Supplied material:
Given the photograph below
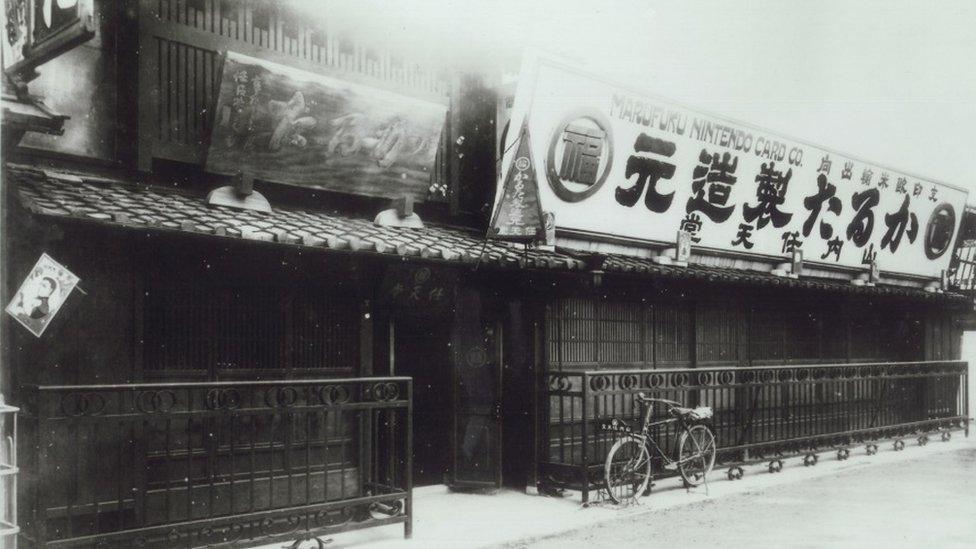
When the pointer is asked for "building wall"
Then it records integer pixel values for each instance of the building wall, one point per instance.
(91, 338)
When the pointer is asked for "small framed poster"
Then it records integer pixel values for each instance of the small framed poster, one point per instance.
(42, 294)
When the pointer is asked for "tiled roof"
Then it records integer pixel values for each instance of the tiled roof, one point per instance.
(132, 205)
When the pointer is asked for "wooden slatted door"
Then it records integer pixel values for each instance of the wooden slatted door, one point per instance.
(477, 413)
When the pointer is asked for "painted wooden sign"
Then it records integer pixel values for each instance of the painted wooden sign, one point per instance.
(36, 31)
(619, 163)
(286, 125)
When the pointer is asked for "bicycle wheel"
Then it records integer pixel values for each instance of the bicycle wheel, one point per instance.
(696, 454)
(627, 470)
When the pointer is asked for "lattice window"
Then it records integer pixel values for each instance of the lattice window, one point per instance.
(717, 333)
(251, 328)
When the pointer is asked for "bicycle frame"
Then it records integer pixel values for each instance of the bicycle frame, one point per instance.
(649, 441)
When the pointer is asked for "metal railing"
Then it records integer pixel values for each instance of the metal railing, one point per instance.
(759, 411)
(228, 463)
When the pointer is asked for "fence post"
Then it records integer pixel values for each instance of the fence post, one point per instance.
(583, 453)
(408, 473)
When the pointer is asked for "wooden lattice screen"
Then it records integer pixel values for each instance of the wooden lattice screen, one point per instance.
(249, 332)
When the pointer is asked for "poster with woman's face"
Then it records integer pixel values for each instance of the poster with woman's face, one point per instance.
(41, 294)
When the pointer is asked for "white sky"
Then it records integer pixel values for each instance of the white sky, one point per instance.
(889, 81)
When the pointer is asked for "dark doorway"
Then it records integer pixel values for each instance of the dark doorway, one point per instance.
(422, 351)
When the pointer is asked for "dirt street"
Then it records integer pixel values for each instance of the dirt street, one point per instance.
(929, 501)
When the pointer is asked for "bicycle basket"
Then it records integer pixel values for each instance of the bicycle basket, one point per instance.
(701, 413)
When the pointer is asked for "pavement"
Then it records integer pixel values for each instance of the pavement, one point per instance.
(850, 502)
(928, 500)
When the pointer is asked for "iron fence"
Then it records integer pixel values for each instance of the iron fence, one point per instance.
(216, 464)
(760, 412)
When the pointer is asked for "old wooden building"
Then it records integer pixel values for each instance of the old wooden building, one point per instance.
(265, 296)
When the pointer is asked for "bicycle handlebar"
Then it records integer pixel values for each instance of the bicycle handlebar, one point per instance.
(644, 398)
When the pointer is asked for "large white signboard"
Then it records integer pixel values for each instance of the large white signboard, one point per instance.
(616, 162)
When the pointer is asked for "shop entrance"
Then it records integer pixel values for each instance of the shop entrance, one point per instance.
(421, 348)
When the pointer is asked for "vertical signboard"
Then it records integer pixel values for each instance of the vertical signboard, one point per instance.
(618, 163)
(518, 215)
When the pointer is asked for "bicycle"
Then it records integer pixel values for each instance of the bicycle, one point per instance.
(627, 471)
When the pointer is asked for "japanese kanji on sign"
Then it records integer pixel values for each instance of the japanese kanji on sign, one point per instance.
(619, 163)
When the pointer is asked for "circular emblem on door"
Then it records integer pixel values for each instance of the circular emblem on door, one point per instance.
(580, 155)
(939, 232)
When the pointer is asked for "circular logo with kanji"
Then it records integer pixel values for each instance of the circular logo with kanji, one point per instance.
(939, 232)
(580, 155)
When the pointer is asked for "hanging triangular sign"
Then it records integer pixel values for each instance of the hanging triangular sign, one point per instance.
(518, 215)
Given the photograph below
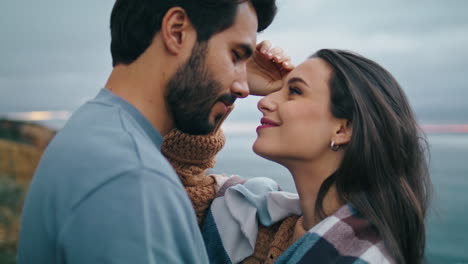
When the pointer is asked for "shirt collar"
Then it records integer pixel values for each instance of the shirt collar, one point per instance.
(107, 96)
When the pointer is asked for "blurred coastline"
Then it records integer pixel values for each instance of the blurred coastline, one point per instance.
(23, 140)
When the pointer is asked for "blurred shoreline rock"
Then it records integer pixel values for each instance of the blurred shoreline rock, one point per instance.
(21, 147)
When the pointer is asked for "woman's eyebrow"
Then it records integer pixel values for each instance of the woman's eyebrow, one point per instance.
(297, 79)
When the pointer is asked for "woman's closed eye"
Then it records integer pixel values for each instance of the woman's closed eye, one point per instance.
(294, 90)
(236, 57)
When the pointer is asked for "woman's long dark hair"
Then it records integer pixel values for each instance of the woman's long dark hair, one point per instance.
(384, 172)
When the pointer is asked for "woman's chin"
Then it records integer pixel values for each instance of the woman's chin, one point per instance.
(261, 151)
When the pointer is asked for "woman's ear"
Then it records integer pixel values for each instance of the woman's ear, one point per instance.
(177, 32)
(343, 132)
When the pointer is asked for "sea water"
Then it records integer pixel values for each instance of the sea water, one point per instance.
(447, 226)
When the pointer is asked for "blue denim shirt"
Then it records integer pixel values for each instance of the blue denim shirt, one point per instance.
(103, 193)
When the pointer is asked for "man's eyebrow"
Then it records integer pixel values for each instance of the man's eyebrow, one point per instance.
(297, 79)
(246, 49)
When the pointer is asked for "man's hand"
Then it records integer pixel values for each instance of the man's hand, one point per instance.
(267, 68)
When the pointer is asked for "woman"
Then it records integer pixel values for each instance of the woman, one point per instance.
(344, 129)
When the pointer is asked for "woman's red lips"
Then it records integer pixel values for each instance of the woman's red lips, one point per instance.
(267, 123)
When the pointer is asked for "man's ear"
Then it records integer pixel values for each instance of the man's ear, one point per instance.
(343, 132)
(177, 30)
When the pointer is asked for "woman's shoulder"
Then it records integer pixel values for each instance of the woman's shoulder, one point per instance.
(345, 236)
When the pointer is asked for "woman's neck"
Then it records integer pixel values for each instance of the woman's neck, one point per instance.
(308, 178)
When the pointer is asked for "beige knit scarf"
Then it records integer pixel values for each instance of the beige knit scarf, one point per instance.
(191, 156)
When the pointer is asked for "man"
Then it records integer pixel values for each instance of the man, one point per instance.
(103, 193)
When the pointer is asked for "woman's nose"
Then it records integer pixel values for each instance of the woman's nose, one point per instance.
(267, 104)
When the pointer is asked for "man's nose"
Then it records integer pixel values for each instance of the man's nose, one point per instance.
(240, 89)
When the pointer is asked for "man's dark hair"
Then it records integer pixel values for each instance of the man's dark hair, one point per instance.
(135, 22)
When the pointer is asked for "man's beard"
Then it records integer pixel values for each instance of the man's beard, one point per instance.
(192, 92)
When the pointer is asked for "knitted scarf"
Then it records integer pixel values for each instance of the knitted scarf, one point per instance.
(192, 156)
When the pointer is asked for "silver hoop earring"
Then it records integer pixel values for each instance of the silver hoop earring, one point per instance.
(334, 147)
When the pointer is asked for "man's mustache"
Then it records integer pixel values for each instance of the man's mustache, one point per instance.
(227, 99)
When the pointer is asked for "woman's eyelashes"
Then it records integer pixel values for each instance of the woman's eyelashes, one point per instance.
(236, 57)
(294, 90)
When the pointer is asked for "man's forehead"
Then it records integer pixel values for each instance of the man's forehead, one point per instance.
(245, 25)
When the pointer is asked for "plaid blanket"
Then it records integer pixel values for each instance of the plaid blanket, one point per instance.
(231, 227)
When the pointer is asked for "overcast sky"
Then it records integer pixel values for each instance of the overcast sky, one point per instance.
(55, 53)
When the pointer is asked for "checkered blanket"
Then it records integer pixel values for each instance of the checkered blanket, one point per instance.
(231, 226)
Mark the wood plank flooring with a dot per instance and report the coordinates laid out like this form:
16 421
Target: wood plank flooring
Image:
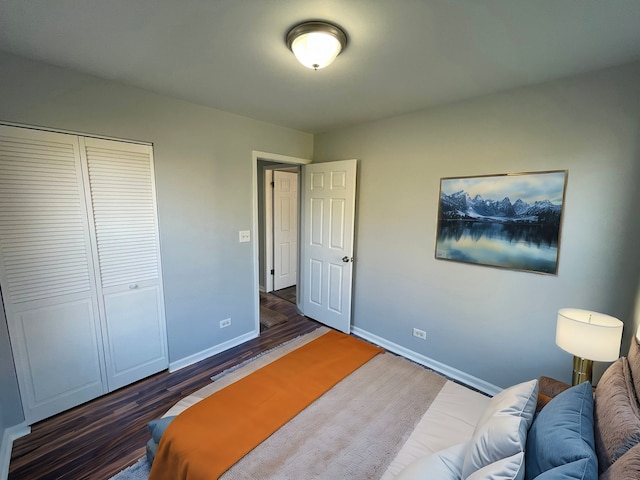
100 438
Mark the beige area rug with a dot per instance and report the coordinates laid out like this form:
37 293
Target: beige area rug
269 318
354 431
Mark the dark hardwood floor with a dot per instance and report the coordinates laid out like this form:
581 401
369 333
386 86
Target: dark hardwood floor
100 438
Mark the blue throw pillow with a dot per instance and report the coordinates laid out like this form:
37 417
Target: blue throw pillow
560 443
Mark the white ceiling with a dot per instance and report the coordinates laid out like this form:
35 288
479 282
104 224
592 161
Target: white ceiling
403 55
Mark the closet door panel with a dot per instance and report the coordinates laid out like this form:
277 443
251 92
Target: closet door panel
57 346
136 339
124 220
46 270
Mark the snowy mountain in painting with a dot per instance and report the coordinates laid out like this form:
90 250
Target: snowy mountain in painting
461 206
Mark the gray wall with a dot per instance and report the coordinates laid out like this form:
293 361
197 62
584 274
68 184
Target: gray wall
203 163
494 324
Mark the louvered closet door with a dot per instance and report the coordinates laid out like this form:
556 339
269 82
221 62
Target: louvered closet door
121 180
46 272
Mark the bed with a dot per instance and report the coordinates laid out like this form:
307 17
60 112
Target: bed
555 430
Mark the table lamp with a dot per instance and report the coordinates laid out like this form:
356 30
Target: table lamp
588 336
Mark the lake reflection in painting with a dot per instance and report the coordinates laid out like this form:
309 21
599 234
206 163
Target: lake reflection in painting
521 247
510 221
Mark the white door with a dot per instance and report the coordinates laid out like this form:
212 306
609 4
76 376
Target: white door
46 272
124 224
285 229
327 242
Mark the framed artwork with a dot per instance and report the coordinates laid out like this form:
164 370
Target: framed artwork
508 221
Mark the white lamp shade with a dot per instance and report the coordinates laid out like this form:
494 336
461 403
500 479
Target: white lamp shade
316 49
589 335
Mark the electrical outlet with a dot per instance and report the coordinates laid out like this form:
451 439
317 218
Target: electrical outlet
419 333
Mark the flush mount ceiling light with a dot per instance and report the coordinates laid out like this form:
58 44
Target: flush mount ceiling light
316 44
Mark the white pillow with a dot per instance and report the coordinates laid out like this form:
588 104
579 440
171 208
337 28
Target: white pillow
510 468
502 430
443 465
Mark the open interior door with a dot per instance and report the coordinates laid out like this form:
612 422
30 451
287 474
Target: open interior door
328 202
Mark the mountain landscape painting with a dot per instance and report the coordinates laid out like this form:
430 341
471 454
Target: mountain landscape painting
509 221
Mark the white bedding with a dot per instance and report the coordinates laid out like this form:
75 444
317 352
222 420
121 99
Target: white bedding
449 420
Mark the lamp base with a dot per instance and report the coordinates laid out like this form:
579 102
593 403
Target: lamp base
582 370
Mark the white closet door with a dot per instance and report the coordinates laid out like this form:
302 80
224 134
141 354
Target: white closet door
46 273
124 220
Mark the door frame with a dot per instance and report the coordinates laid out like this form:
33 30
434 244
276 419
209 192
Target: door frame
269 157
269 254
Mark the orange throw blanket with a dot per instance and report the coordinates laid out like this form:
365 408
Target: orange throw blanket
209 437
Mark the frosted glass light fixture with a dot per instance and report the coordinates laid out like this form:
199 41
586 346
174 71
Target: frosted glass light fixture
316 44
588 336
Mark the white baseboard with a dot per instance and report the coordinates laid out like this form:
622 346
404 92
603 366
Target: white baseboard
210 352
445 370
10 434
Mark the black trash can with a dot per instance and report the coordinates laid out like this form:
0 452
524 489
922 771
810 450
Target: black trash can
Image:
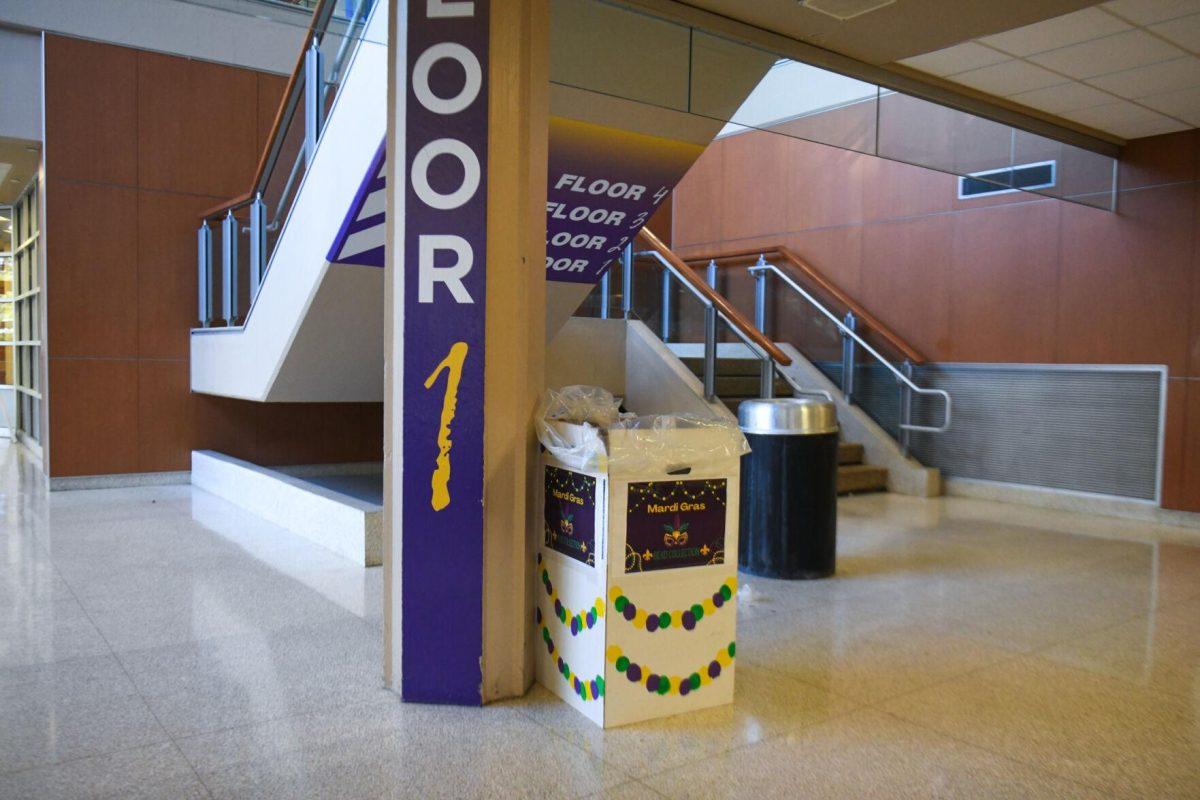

Task item: If a line of the records includes the string "flooring", copy it out.

Task output:
Mark the wood plank flooring with a dot per instance and report the coordinates laid out like this form:
Target: wood plank flooring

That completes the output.